Task requirements – Can you print the part of the clothesline thread that opens with the words containing "It is currently" and closes with "jack, no good."?

# Forum Home Renovation Landscaping, Gardening & Outdoors  Removing stuck rotary clothesline post

## Tonus

Hi, 
I am trying to move my rotary clothesline.  I have bought a new Hills ground socket for the new spot. 
It is currently in a ground socket, concreted in and I have removed the locking collar. 
but I cannot budge it... I have tried pulling and twisting with no luck. I tried a g-clamp over a bottle jack, no good. 
any suggestions? There is nothing wrong with the clothesline, too good to trash... 
thanks 
Tony
Tassie

----------


## PlatypusGardens

Well if you want to keep it you're probably gonna have to dig around the concrete and either try to pull it out of the ground or roll it over in the hole. Then get stuck in to the concrete lump with either a jackhammer, hammer drill or bolster and sledgehammer to crack it and get the pipe out.

----------


## Tonus

Hi - yes, I think you are right... 
I was happy to have two socket locations, but don't think I need both.  I better get the mattock out! 
i might even be able to transfer the whole concrete 'plug'... 
cheers 
Tony   

> Well if you want to keep it you're probably gonna have to dig around the concrete and either try to pull it out of the ground or roll it over in the hole. Then get stuck in to the concrete lump with either a jackhammer, hammer drill or bolster and sledgehammer to crack it and get the pipe out.

----------


## PlatypusGardens

Yeh moving the whole thing might be an option if you can get it out.....
Just dig a hole a bit bigger than the lump and pour some concrete around it.      :2thumbsup:

----------


## woodchip

If its a Hills hoist in a Hills ground socket, it is just stuck in with suction(or whatever the correct term would be?). Don't twist it, lift it straight up, you should be able to jack it up mm by mm with a spreader clamp between the ground socket and under the handle "carefully", once you've moved it a few mm it gets easier & two or three people could then lift it out, otherwise keep jacking it up, cheers

----------


## Tonus

Thanks for the responses... A different way of using the g-clamp and jack did the trick. 
definitely suction from the mud and water. There was a metal pin stopping it from turning in the socket, so twisting was of no use... 
pic attached if it works

----------

Given data –
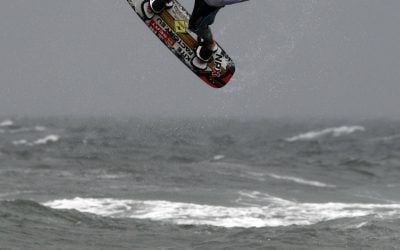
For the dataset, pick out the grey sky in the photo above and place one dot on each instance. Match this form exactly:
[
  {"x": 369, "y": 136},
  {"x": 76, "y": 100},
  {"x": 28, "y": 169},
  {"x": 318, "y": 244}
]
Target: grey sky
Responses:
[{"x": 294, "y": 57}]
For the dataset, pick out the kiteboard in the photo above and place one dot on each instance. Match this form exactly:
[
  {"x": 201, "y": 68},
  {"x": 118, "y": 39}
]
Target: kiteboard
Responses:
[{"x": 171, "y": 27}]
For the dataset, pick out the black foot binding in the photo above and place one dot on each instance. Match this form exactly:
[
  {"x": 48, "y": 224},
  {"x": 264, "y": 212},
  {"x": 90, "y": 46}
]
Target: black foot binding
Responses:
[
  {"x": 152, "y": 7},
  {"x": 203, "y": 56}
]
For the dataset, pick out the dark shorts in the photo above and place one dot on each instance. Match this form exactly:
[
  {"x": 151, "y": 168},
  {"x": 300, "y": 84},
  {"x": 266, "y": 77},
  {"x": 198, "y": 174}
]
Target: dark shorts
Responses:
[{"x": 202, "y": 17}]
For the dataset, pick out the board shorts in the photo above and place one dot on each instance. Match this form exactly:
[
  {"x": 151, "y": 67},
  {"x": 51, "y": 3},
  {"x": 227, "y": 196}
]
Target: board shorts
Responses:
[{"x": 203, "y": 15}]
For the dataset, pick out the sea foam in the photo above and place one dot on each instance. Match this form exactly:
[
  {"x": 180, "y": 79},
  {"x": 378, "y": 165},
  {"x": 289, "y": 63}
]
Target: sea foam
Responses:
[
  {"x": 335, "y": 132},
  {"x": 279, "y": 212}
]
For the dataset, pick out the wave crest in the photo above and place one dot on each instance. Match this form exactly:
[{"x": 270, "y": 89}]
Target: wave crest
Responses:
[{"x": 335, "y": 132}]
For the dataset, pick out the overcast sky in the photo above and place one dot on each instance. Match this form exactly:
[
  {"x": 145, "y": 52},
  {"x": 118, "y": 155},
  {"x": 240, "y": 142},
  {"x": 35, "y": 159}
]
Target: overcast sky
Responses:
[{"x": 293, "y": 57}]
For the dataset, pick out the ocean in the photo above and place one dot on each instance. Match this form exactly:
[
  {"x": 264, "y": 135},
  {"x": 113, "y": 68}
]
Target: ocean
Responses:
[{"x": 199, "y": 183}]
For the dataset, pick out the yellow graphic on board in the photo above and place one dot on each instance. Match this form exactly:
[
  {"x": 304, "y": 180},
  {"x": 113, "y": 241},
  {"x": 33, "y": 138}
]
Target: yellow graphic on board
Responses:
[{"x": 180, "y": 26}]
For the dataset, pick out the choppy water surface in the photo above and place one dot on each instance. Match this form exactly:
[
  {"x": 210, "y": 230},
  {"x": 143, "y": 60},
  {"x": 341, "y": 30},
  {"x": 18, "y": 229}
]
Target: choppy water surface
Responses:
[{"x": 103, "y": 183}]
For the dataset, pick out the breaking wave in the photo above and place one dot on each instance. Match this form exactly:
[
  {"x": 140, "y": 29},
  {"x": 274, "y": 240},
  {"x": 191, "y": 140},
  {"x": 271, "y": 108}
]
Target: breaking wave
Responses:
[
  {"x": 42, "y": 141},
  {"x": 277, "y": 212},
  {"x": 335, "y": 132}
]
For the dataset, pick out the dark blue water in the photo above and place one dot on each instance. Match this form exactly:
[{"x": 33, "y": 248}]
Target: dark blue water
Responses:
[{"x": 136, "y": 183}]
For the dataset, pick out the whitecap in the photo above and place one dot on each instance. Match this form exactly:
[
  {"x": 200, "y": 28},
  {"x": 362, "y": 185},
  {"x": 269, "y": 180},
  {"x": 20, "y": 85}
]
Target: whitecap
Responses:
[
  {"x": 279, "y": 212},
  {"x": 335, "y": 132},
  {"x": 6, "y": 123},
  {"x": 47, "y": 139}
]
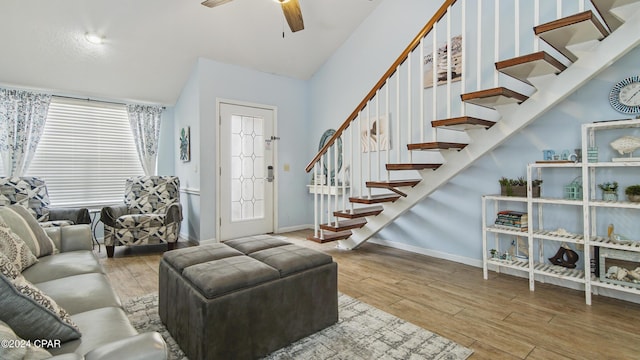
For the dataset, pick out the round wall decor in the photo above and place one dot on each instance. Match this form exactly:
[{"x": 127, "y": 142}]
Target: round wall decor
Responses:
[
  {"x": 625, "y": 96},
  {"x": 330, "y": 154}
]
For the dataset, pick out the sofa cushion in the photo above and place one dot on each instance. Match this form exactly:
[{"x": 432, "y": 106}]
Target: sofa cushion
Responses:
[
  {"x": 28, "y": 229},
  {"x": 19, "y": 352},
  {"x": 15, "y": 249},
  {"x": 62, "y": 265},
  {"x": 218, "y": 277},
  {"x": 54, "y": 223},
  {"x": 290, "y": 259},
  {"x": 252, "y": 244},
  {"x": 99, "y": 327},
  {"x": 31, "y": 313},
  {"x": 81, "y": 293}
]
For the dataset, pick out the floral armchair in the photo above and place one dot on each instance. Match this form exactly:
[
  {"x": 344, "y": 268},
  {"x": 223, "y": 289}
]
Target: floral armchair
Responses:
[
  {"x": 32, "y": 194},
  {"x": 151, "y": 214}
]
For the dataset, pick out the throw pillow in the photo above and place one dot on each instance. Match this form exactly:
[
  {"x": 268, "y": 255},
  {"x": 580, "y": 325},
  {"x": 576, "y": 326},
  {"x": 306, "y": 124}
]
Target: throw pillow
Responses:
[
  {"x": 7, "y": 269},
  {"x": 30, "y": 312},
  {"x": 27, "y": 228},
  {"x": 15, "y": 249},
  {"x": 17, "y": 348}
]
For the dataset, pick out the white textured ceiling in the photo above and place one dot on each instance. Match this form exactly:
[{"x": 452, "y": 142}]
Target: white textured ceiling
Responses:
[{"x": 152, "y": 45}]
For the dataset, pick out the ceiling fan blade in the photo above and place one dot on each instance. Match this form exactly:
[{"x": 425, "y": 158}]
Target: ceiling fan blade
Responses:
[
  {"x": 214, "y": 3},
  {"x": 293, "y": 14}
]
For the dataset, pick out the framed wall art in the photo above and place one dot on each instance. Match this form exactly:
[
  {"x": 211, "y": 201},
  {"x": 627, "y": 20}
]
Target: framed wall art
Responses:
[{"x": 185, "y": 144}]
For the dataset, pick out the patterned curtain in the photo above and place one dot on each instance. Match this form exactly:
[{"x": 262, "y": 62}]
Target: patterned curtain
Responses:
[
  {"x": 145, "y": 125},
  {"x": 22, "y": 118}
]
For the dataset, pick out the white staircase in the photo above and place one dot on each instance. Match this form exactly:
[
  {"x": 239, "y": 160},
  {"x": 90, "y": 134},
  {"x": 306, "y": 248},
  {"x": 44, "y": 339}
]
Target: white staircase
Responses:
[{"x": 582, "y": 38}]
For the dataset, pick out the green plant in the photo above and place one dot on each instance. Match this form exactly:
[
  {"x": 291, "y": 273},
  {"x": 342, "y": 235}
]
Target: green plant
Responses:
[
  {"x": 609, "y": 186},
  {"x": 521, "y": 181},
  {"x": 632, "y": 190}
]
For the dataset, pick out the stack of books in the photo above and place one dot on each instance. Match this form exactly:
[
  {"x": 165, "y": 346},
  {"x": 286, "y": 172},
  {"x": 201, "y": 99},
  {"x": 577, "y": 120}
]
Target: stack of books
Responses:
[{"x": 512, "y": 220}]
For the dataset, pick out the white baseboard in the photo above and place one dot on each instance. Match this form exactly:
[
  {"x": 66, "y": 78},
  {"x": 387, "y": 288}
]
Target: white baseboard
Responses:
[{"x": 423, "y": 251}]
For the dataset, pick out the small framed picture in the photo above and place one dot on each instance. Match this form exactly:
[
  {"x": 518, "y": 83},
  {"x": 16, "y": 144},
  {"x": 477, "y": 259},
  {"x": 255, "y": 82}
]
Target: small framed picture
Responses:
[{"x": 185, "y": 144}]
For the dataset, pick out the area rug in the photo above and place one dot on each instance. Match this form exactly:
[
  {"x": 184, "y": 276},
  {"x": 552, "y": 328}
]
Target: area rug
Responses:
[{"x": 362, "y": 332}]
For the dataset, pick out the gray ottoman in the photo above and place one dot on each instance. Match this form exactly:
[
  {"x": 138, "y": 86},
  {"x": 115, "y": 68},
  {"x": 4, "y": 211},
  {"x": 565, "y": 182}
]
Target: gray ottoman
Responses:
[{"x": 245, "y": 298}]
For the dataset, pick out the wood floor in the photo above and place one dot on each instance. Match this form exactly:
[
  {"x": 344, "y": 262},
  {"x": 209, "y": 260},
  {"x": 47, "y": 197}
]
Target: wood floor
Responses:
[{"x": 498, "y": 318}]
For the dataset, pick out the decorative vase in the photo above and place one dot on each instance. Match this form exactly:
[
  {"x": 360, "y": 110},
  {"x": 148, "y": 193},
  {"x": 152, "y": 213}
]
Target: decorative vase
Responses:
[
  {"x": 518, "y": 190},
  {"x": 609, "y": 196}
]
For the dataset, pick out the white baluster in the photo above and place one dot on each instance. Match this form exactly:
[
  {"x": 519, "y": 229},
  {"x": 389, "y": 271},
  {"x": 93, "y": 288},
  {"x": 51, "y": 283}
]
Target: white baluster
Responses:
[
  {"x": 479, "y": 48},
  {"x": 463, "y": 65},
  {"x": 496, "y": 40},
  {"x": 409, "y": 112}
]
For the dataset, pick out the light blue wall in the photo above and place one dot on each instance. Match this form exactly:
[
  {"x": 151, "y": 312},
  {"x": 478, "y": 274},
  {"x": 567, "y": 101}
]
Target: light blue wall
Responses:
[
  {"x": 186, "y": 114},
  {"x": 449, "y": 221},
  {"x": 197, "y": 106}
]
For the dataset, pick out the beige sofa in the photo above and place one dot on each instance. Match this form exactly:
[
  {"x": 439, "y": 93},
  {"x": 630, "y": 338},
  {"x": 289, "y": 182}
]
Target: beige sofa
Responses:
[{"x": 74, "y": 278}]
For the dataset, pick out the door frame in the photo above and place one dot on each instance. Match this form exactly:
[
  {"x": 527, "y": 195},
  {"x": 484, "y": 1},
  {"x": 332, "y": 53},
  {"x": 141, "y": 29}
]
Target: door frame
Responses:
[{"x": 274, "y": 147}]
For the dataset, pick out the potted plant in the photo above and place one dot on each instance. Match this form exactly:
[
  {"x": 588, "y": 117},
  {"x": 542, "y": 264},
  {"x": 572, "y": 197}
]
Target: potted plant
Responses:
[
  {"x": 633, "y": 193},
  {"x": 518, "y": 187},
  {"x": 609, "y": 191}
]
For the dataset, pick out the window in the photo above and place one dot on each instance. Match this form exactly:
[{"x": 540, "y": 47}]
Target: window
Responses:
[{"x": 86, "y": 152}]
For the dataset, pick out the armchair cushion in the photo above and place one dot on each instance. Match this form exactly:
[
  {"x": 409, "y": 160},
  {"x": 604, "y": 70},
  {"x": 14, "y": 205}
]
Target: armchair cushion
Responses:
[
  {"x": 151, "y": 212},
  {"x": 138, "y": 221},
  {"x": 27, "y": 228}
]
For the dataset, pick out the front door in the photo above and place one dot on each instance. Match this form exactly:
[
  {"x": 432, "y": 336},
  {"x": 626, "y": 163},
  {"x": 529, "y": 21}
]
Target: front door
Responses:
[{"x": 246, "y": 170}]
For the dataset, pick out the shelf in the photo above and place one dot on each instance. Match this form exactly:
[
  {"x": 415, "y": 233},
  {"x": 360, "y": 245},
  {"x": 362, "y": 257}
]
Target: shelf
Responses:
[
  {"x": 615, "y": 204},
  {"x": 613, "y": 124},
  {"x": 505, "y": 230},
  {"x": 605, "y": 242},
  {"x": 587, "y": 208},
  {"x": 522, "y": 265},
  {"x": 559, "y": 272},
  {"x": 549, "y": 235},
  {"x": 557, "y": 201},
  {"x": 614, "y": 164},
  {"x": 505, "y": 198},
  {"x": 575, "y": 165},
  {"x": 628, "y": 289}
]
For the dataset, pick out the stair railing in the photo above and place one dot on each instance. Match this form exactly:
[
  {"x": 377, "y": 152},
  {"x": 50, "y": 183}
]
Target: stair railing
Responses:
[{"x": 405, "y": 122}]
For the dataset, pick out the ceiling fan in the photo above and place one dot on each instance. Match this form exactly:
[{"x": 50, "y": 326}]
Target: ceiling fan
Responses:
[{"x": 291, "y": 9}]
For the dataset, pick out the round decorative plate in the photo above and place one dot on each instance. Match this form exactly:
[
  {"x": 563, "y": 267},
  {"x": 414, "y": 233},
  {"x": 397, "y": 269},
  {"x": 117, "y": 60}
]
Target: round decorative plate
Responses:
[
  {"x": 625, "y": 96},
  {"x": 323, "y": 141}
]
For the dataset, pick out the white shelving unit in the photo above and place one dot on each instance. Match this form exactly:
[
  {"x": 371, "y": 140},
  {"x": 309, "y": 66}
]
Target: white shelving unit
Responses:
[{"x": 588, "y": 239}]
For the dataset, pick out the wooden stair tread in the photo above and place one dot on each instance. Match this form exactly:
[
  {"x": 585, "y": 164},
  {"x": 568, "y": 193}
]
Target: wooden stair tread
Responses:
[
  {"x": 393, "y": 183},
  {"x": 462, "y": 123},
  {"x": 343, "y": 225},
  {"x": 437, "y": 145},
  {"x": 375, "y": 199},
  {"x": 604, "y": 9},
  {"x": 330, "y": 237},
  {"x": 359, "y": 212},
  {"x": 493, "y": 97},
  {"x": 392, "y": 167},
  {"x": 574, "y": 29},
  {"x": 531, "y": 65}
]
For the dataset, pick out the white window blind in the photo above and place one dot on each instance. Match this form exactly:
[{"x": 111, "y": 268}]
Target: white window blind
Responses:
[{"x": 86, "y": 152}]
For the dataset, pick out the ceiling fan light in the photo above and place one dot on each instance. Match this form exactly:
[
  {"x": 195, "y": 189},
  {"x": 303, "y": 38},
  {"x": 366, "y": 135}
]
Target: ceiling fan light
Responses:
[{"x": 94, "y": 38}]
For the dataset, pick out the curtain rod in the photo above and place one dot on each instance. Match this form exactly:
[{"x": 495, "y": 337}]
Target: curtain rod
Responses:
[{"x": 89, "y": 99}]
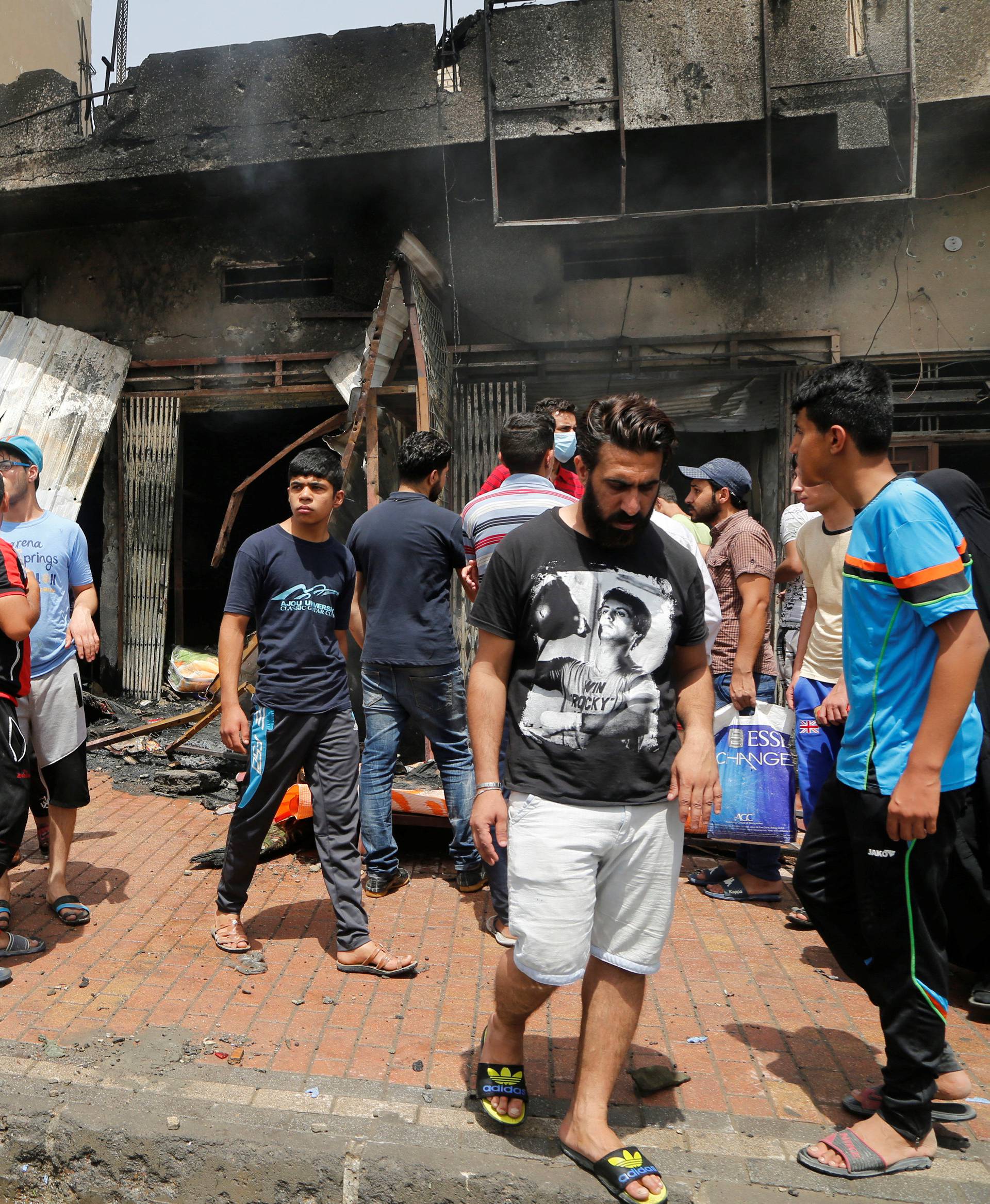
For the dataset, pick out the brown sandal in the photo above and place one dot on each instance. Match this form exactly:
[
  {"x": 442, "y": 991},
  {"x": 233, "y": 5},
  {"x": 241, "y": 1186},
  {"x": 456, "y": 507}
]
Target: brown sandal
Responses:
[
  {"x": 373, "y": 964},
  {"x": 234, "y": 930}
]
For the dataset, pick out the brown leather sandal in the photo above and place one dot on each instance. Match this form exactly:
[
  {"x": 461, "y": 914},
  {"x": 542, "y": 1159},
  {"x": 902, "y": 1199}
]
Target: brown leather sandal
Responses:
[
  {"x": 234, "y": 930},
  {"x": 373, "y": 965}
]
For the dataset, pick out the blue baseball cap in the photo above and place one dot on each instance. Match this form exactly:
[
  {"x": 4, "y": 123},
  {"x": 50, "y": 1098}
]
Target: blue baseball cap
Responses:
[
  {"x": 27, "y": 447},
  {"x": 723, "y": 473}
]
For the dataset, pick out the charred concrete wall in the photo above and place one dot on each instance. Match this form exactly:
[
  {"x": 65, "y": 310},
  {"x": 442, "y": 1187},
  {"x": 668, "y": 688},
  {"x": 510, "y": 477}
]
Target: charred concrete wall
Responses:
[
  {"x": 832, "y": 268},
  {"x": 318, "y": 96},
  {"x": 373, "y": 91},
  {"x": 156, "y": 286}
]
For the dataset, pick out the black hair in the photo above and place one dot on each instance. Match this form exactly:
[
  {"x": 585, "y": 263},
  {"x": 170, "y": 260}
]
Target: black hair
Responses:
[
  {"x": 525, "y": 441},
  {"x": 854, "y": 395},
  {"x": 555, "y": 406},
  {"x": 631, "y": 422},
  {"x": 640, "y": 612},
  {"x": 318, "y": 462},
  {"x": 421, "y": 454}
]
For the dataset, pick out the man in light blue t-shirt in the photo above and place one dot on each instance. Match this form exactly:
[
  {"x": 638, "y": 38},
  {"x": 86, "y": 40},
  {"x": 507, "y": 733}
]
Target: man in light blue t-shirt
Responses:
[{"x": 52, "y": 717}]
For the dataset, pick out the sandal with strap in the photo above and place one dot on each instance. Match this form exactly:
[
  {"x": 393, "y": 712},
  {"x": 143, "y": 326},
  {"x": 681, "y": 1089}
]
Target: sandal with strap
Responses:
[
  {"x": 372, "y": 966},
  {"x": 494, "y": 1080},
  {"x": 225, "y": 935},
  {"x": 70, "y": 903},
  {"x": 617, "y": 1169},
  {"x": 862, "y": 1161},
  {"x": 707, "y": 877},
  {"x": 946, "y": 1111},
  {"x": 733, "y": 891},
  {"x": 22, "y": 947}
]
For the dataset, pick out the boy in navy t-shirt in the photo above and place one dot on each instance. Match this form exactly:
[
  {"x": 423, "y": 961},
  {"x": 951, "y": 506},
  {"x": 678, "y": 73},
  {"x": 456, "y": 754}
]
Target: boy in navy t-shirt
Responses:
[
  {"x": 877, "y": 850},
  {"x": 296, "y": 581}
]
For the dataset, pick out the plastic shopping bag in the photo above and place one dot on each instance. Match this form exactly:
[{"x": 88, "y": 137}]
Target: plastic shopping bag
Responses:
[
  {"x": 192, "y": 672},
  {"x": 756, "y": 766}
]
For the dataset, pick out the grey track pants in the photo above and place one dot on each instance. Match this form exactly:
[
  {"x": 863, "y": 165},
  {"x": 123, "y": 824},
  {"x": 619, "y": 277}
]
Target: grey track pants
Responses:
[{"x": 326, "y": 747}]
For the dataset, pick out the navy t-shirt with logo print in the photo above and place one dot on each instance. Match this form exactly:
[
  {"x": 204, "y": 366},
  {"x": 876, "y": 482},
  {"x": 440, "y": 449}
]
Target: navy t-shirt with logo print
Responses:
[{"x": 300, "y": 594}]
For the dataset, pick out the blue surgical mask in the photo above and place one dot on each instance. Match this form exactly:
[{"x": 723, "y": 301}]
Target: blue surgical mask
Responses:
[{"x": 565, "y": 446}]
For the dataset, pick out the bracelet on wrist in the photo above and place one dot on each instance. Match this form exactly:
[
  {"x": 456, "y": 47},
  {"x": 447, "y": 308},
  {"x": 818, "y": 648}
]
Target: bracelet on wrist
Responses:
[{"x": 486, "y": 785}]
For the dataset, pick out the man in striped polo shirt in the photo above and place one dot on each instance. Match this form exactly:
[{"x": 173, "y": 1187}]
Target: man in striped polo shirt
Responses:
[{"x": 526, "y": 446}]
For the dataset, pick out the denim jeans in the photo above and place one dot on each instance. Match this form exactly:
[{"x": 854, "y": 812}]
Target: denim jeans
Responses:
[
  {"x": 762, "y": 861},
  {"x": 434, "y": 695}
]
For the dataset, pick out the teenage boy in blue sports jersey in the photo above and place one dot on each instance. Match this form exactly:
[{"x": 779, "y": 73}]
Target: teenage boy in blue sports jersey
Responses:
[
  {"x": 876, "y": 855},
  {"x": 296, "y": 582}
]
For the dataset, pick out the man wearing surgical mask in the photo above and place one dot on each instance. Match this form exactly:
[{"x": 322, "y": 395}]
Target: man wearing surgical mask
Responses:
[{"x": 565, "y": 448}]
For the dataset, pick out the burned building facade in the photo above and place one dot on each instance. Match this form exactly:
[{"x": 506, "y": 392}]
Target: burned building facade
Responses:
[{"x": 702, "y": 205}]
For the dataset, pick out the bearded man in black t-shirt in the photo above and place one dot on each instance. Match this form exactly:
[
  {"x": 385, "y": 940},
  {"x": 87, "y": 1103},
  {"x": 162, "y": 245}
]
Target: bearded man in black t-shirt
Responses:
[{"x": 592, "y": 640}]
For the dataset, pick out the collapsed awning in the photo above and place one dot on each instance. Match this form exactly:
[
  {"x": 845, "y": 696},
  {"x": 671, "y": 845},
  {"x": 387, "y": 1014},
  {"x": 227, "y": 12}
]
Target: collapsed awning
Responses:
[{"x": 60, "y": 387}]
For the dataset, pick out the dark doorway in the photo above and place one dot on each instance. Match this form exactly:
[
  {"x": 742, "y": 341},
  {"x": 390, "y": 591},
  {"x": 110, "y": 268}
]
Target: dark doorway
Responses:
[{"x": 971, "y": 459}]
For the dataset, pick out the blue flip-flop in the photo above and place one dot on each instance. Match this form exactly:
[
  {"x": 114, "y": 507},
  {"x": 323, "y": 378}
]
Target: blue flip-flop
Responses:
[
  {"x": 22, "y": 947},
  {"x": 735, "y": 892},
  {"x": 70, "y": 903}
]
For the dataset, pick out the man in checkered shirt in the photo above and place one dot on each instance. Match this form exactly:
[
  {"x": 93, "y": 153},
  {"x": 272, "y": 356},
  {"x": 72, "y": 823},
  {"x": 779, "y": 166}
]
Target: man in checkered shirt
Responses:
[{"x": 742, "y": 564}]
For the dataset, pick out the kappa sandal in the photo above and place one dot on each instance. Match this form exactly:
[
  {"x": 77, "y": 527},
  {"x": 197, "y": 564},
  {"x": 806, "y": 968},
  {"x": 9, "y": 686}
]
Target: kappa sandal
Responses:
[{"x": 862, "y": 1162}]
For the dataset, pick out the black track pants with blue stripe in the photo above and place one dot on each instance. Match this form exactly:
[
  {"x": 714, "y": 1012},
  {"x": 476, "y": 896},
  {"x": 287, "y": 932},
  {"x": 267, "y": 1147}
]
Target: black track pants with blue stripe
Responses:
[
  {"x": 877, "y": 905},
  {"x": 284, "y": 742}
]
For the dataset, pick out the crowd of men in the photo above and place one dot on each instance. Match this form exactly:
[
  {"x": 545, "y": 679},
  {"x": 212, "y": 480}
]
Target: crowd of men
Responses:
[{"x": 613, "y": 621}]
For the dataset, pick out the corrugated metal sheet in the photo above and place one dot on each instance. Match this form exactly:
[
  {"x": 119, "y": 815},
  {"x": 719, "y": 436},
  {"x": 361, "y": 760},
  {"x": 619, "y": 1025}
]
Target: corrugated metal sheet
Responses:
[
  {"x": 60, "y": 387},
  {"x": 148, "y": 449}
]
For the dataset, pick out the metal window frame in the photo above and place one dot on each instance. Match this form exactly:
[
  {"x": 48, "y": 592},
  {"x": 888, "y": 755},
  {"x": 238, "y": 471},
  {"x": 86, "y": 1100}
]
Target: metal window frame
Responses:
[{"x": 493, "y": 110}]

Finished answer –
It is currently in a ground socket, concreted in and I have removed the locking collar. 
but I cannot budge it... I have tried pulling and twisting with no luck. I tried a g-clamp over a bottle jack, no good.